◆ **TASK BRIEF**
Retype the listing that follows, exactly as written.

═════ RECORDS FOR THIS TASK

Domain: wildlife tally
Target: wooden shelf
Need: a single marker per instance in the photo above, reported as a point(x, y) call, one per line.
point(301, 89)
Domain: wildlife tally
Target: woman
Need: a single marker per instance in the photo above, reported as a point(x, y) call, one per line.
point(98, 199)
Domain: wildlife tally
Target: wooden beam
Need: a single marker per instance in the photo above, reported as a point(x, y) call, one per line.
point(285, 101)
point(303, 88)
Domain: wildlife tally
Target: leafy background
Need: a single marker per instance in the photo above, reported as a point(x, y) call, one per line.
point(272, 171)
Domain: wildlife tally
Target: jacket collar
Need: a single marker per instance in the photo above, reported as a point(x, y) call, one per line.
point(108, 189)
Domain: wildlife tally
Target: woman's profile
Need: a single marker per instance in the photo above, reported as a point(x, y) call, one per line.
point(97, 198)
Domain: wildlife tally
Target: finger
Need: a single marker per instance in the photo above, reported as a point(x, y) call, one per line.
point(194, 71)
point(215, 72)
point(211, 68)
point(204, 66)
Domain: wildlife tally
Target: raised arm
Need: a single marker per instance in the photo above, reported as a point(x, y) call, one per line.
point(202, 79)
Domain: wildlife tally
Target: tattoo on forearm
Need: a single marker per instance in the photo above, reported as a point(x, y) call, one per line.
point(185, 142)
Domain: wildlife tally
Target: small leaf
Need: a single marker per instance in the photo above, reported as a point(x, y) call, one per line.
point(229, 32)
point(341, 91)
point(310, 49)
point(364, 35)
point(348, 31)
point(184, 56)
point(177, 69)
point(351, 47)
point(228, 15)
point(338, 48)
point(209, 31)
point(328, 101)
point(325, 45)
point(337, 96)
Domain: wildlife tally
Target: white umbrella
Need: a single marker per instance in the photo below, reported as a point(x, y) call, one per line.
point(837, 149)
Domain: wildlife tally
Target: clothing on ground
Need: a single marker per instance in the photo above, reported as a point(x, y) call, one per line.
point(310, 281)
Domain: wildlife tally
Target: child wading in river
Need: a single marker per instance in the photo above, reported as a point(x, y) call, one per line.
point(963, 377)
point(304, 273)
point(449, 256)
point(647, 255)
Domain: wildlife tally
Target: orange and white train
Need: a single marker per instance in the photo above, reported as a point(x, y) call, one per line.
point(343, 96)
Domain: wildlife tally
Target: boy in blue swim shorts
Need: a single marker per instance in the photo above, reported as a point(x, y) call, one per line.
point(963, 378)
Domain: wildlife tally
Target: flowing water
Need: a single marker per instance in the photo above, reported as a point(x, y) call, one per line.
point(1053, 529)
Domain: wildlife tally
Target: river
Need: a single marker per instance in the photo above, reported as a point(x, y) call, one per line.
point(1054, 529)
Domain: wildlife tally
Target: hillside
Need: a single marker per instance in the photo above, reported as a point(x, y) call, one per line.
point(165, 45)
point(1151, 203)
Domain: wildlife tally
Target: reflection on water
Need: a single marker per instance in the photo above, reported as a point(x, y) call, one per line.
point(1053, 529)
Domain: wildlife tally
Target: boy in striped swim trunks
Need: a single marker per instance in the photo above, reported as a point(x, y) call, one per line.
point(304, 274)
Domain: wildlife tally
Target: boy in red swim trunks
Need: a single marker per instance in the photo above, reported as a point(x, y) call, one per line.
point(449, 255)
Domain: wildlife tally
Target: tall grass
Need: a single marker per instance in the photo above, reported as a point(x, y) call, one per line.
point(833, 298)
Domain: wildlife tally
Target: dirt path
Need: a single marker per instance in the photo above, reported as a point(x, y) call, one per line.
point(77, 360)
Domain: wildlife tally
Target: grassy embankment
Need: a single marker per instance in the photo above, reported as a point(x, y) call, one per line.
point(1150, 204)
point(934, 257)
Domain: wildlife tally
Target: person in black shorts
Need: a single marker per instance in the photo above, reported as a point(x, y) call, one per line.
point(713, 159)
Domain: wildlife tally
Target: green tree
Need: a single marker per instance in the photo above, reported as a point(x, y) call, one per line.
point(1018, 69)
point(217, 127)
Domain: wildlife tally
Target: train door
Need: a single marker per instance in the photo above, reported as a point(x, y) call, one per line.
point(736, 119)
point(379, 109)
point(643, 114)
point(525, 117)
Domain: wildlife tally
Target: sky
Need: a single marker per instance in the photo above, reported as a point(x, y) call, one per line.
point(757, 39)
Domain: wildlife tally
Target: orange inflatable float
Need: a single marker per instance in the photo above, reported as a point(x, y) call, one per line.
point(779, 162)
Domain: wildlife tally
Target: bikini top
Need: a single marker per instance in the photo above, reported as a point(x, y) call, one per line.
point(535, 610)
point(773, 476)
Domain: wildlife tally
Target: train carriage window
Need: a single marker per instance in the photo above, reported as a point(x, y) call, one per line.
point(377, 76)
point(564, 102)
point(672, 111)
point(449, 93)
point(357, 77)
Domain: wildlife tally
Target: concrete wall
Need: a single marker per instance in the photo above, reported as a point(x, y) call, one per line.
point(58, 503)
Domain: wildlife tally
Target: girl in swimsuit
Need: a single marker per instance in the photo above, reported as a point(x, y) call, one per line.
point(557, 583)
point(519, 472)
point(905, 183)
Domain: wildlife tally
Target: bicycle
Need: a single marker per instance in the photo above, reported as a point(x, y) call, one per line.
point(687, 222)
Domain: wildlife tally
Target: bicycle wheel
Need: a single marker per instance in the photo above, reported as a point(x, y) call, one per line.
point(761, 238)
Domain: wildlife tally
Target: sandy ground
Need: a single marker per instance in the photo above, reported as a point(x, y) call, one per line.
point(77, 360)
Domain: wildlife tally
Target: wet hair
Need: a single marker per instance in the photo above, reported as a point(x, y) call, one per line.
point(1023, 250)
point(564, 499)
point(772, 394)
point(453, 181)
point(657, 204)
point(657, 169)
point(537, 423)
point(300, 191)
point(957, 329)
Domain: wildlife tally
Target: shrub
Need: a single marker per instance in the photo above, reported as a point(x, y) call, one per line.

══════════

◆ **EXERCISE ANSWER**
Domain: wildlife tally
Target: wooden shelf
Need: a single marker per instance in the photo above, reported as a point(x, y) call, one per line.
point(301, 89)
Domain: wildlife tally
Target: woman
Need: a single marker per instance in the photo above, reported as a point(x, y) call, one per line.
point(98, 199)
Domain: wildlife tally
Target: wooden beam
Need: a single marker per instance in the photo above, reported as a point(x, y) call, one per line.
point(285, 101)
point(303, 88)
Domain: wildlife tally
Target: leafy background
Need: a single marker per instance in the photo above, reported as a point(x, y) call, one per line.
point(272, 171)
Domain: wildlife tally
Target: jacket collar
Need: a single marker per instance in the photo above, reported as a point(x, y) call, one per line.
point(108, 189)
Domain: wildlife tally
Target: woman's profile
Need: a single marker per instance in the photo above, reported as a point(x, y) call, one per line.
point(97, 198)
Domain: wildlife tally
Target: finger
Need: a single marker per instance in the photo above, reported as a point(x, y) call, one per line.
point(194, 71)
point(215, 72)
point(211, 68)
point(204, 66)
Domain: wildlife tally
Target: raised arm
Need: a single marker per instance in the photo above, reported as a point(x, y) call, one per line.
point(202, 79)
Domain: wildlife tally
Target: tattoo on forearm
Need: a single marker per instance in the photo above, reported as a point(x, y) call, one per line.
point(185, 142)
Domain: wildlife tally
Target: small leaf
Need: a single marker per instance in the photo above, reported as a point(x, y) call, one per line.
point(229, 32)
point(341, 91)
point(310, 49)
point(364, 35)
point(348, 31)
point(184, 56)
point(177, 69)
point(351, 47)
point(228, 15)
point(338, 48)
point(209, 31)
point(328, 101)
point(325, 45)
point(337, 96)
Domain: wildlife tally
Target: white umbrella
Need: a single marker per instance in the photo below, reported as a point(x, y) call, one per line.
point(837, 149)
Domain: wildlife tally
Target: clothing on ground
Need: a single marker per instance in the photo above, reported as a point(x, y) call, one per line.
point(310, 281)
Domain: wildlife tally
Target: child wading in river
Need: a single marker per instance in the photo above, reported as a point(x, y) call, one per line.
point(963, 377)
point(304, 273)
point(449, 256)
point(647, 255)
Domain: wildlife tally
Target: orange and white train
Need: a single marker per instance in the photo above, reported as a point(x, y) call, one per line.
point(343, 96)
Domain: wildlife tally
Target: boy in blue swim shorts
Need: a single marker per instance in the photo above, reported as a point(x, y) call, one per line.
point(963, 378)
Domain: wildlife tally
Target: flowing water
Need: a single marker per instance in the photo above, reported as a point(x, y) call, one per line.
point(1053, 529)
Domain: wildlife tally
Target: river
Need: a single marker per instance in the photo above, reported as a point(x, y) call, one per line.
point(1054, 529)
Domain: wildlife tally
Target: hillside
Need: a single marker per instance in the photo above, reported as a point(x, y) call, one per line.
point(165, 45)
point(1151, 203)
Domain: wildlife tally
Target: reflection on water
Need: a single marker per instance in the photo above, reported as a point(x, y) call, one per line.
point(1053, 529)
Domain: wildlife tally
Target: boy in striped swim trunks
Need: a single marker per instance in the photo above, reported as a point(x, y) call, one per line.
point(304, 274)
Domain: wildlife tally
Target: boy in red swim trunks
Need: a single marker per instance in the photo above, reported as a point(x, y) call, one per line.
point(449, 255)
Domain: wildlife tally
Target: tall grass
Need: a single marker per instance in the photo above, reported as a point(x, y) call, one per line.
point(833, 298)
Domain: wildlife tally
Target: dirt path
Need: a single marker per instance in the photo above, reported as a point(x, y) call, one per line.
point(77, 360)
Domain: wildlife tally
Target: grassy embankment
Need: a single marker per instance in the photo above, reported as a point(x, y) call, one per line.
point(1150, 204)
point(934, 257)
Domain: wildlife tally
Target: person in black shorts
Need: a single marker per instance in the photo above, reported as a point(x, y) call, one per line.
point(713, 159)
Domain: wildlife tally
Target: green tree
Need: a single marker per instance in the photo above, reported as a point(x, y) call, one per line.
point(1018, 69)
point(217, 127)
Domain: wildlife tally
Target: train door
Need: a single marker per instance in the photo above, reported as a point(x, y) call, one per line.
point(736, 119)
point(379, 109)
point(643, 114)
point(525, 117)
Domain: wildlife tally
Target: sky
Need: a single marker per instance in the photo above, reported as a point(x, y) call, one per line.
point(757, 39)
Domain: wildlife tally
Target: orange inflatable float
Need: a single marker per instance in the photo above, reported as a point(x, y) call, one per line.
point(779, 162)
Domain: wildlife tally
Target: bikini top
Need: a single marker per instance in the photo above, reported as a point(x, y) call, one per line.
point(535, 610)
point(773, 476)
Domain: wildlife tally
Target: train carriage window
Need: a single marker per instance in the photo above, reported as a point(x, y) call, one per line.
point(377, 76)
point(564, 102)
point(672, 111)
point(449, 93)
point(357, 77)
Domain: wildlife tally
Target: concrete wall
Need: a single marker per instance in the photo above, reported as a point(x, y) call, one per line.
point(58, 503)
Domain: wildlife tally
Target: girl in swimsuit
Need: a single marker per instance in the photo above, reported as a point(x, y) call, one per line.
point(557, 583)
point(519, 472)
point(905, 183)
Domain: wildlife tally
Target: bicycle
Need: a single marker per instance in the photo above, reported as a point(x, y) call, one per line.
point(687, 222)
Domain: wildlife tally
Target: bicycle wheel
Need: a single marker per instance in the photo above, reported as a point(x, y) call, one per line.
point(761, 238)
Domain: wildlife tally
Target: sandy ground
Need: a single marker per instance in the photo above, reported as a point(x, y) call, one per line.
point(77, 360)
Domain: wildlife tally
Target: wet hair
Need: a single marker per instance in the photo above, reported as a point(x, y) call, one per line.
point(1023, 250)
point(564, 499)
point(772, 394)
point(453, 181)
point(657, 204)
point(657, 169)
point(537, 423)
point(300, 191)
point(957, 329)
Domain: wildlife tally
Target: shrub
Need: a single marker per instance in the photo above, reported as a point(x, y) call, one per line.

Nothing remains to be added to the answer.